[Start of Recorded data]

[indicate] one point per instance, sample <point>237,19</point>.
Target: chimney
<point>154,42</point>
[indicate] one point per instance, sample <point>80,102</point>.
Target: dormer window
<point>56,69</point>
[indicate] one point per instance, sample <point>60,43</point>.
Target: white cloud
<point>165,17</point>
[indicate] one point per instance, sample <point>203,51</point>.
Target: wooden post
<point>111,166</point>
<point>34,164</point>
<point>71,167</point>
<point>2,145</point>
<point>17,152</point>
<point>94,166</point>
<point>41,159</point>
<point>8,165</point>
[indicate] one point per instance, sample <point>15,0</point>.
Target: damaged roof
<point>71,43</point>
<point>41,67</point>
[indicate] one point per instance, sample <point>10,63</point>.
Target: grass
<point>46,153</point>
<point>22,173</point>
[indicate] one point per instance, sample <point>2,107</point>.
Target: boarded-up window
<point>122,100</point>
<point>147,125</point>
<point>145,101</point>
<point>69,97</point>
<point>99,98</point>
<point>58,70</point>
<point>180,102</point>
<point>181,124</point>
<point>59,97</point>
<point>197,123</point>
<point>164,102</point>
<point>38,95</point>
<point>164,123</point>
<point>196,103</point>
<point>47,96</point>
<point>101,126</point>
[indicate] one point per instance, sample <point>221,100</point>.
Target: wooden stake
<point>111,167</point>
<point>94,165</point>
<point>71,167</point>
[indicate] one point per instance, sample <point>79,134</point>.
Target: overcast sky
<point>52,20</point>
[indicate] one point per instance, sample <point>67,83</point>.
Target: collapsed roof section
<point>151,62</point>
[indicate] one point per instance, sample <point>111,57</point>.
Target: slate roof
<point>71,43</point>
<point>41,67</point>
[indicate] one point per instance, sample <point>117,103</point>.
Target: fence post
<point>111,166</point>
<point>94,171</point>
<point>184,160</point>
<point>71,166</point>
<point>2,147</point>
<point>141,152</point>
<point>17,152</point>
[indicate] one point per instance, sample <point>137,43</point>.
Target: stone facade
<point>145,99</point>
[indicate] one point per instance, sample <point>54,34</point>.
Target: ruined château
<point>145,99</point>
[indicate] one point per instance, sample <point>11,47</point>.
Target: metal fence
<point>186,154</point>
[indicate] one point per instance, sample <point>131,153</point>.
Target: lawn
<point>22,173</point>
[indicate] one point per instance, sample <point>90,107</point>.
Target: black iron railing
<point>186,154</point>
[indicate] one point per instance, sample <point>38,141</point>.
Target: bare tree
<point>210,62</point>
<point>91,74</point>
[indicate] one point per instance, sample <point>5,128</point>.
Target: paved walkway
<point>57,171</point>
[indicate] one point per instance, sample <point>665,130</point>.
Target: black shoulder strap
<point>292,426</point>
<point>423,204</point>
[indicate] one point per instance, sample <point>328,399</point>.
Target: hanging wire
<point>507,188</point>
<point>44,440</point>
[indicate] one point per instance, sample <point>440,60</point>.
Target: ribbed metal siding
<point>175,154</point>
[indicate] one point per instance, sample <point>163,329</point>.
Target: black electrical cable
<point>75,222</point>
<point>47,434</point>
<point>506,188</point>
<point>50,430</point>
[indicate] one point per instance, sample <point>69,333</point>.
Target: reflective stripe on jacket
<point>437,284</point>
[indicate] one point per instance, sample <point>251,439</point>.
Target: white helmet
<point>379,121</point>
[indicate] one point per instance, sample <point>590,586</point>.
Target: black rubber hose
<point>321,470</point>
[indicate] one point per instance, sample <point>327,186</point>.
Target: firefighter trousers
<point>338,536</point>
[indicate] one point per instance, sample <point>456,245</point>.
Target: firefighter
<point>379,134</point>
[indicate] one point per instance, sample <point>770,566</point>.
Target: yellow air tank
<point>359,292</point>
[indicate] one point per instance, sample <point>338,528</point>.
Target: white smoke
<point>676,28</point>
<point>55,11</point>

[End of Recorded data]

◆ What is asked: Return all of the material above line for line, with every character unchanged.

◆ Answer to this problem:
[indicate] one point per instance, sample <point>237,19</point>.
Target: chimney
<point>154,42</point>
[indicate] one point per instance, sample <point>80,102</point>.
Target: dormer window
<point>56,69</point>
[indicate] one point per instance, sample <point>60,43</point>.
Target: white cloud
<point>165,17</point>
[indicate] one point per instance, sample <point>203,51</point>.
Target: wooden post
<point>111,166</point>
<point>34,164</point>
<point>71,167</point>
<point>2,145</point>
<point>17,152</point>
<point>94,166</point>
<point>41,159</point>
<point>8,165</point>
[indicate] one point per instance, sample <point>15,0</point>.
Target: damaged roof
<point>71,43</point>
<point>41,67</point>
[indicate] one point per instance, sample <point>10,63</point>.
Target: grass
<point>46,153</point>
<point>22,173</point>
[indicate] one point per instance, sample <point>2,107</point>.
Target: boarded-up window
<point>122,100</point>
<point>147,125</point>
<point>145,101</point>
<point>69,97</point>
<point>99,98</point>
<point>58,70</point>
<point>180,102</point>
<point>181,124</point>
<point>59,97</point>
<point>197,123</point>
<point>164,102</point>
<point>38,95</point>
<point>164,123</point>
<point>196,103</point>
<point>47,96</point>
<point>101,126</point>
[indicate] one point per instance, sample <point>221,100</point>.
Target: wooden stake
<point>111,167</point>
<point>94,165</point>
<point>71,167</point>
[indicate] one point per instance, sample <point>79,134</point>.
Target: overcast sky
<point>52,20</point>
[indicate] one point per instance, sample <point>67,83</point>.
Target: collapsed roof section
<point>151,62</point>
[indicate] one point per instance, sample <point>111,57</point>.
Target: slate roof
<point>71,43</point>
<point>41,67</point>
[indicate] one point per instance, sample <point>117,103</point>.
Target: fence post
<point>111,166</point>
<point>94,171</point>
<point>184,160</point>
<point>71,166</point>
<point>2,147</point>
<point>141,152</point>
<point>17,152</point>
[indicate] one point per instance, sample <point>137,43</point>.
Target: stone facade
<point>145,99</point>
[indicate] one point per instance, sample <point>54,34</point>.
Target: ruined château
<point>145,99</point>
[indicate] one point per instance, sample <point>11,47</point>.
Target: metal fence
<point>186,154</point>
[indicate] one point per instance, sample <point>131,153</point>.
Target: lawn
<point>22,173</point>
[indicate] one point per instance, sample <point>90,107</point>.
Target: black iron railing
<point>186,154</point>
[indicate] one point per instance, sample <point>38,141</point>.
Target: bare tree
<point>210,62</point>
<point>91,74</point>
[indicate] one point per instance, sample <point>5,128</point>.
Target: paved walkway
<point>57,171</point>
[indicate] one point per instance, sample <point>665,130</point>.
Target: black shoulder strap
<point>292,426</point>
<point>423,204</point>
[indicate] one point per instance, sample <point>328,399</point>.
Target: hanging wire
<point>507,188</point>
<point>44,440</point>
[indicate] one point per instance, sample <point>440,60</point>.
Target: ribbed metal siding
<point>175,154</point>
[indicate] one point per instance, sample <point>163,329</point>.
Target: black electrical cable
<point>75,222</point>
<point>47,434</point>
<point>506,188</point>
<point>50,430</point>
[indicate] one point per instance, sample <point>69,333</point>.
Target: reflective stripe on jacket
<point>437,284</point>
[indicate] one point per instance, sample <point>251,439</point>.
Target: white helmet
<point>379,121</point>
[indicate] one point per instance, sample <point>590,586</point>.
Target: black rubber hose
<point>321,470</point>
[indicate] one point per instance, sample <point>327,186</point>.
Target: firefighter trousers
<point>338,536</point>
[indicate] one point per instance, sample <point>456,245</point>.
Target: firefighter
<point>379,134</point>
[indicate] one point per instance, sample <point>770,566</point>.
Target: yellow air tank
<point>359,292</point>
[indicate] one point per instance, sample <point>338,528</point>.
Target: white smoke
<point>676,28</point>
<point>55,11</point>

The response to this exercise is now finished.